## Trecho do documento:
________________________
Conheça a análise dos dados.

Há preocupação sobre como a universidade supriria essa demanda, pois segundo informações da Reitoria, durante a reunião do Conselho Superior Universitário (CONSU) do dia 19 de junho, a situação orçamentária da UESB é dramática. Em abril e maio não houve repasse na rubrica geral das verbas de manutenção e custeio. O contingenciamento acumulado de janeiro a março foi de 17,42% e o represamento mensal dessas verbas foi de 41,82% em abril a 49,18% em junho. O CONSU chegou até mesmo a suspender o contrato com a empresa que presta serviços ao Núcleo de Acessibilidade e Inclusão de Pessoas com Deficiência (NAIPD). A universidade apresenta enormes dificuldades de seguir em funcionamento. Os docentes se perguntam como o ensino remoto pode ser adotado diante desse cenário de escassez de recursos.

Em nota publicada pelo Diretório Central dos Estudantes da UESB, campus Vitória da Conquista, nesta segunda-feira (6), os dicentes apresentam preocupações similares, pois entendem que “tomar qualquer decisão sem possuir todas as garantias para que o processo do ensino remoto funcione adequadamente é colocar o futuro de mais de oito mil discentes de graduação em risco. Logo, qualquer proposta que vise aprovar as aulas virtuais para depois começar a estruturar meios para alcançá-las deve ser encarada como imprópria, uma vez que não se pode depender de incertezas para sustentar qualquer trabalho”.

Qualidade de ensino

Durante a reunião ampliada, os presentes consideraram que a forma mais adequada de garantir a qualidade de ensino seria o retorno das atividades presenciais, com as devidas condições de biossegurança. No entanto isso não é possível no momento.

Muitos docentes se mostraram extremamente preocupados em como realizar seu trabalho com qualidade, caso o ensino remoto seja aprovado. Dados da pesquisa realizada pela UESB apontam que 45,1% dos professores que responderam ao questionário nunca utilizaram ambiente virtual de aprendizagem e 39,2% têm pouca ou nenhuma experiência com uso dos recursos tecnológicos especificamente associados ao ensino remoto. Apenas 13,1% dos professores afirmaram ter ampla experiência com uso de tais recursos tecnológicos. Portanto, além da oferta de internet e computadores para os estudantes, há também uma grande demanda de formação para que professoras e professores possam desenvolver suas atividades.

Saiba mais sobre a pesquisa da UESB.

A diversidade entre os cursos da universidade também foi abordada durante a reunião. Uma proposta de ensino remoto deve dar conta de atender as especificidades das áreas, muitos cursos possuem caráter altamente prático, exigem debate teórico conjunto ou mesmo ficam prejudicados, caso haja proposta de desassociar, mesmo que temporariamente, teoria e prática.

Transitoriedade e discussão democrática

Em consonância com as indicações do ANDES-SN, a reunião ampliada entendeu que qualquer debate sobre ensino remoto deve vir assegurado de que se trata de uma demanda transitória, devido à pandemia. Em hipótese alguma os governos podem se aproveitar deste momento de excepcionalidade para tentar substituir o ensino presencial pelo ensino remoto, no pós-pandemia.
________________________
Atualize o trecho do texto sobre o ensino remoto na UESB que começa com as palavras "Durante a reunião ampliada, os" e termina com "possível no momento.", trocando "biossegurança" por "segurança sanitária".

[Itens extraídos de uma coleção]
________________________
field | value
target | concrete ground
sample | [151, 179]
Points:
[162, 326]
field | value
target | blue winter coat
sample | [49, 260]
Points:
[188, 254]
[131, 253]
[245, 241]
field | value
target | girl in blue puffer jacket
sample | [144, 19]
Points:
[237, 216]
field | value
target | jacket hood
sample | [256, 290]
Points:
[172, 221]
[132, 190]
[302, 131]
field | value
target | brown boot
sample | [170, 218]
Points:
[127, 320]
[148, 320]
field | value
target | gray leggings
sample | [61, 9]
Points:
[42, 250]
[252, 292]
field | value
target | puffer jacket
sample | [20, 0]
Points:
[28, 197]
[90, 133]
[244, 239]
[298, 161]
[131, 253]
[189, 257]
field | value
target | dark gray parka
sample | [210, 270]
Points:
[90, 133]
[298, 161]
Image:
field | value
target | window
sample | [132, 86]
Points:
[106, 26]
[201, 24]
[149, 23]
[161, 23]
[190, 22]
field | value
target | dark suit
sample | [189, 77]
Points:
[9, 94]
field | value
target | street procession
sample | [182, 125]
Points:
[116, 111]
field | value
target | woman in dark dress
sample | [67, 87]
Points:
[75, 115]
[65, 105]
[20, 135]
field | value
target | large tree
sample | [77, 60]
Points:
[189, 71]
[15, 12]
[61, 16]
________________________
## Resolução:
Durante a reunião ampliada, os presentes consideraram que a forma mais adequada de garantir a qualidade de ensino seria o retorno das atividades presenciais, com as devidas condições de segurança sanitária. No entanto isso não é possível no momento.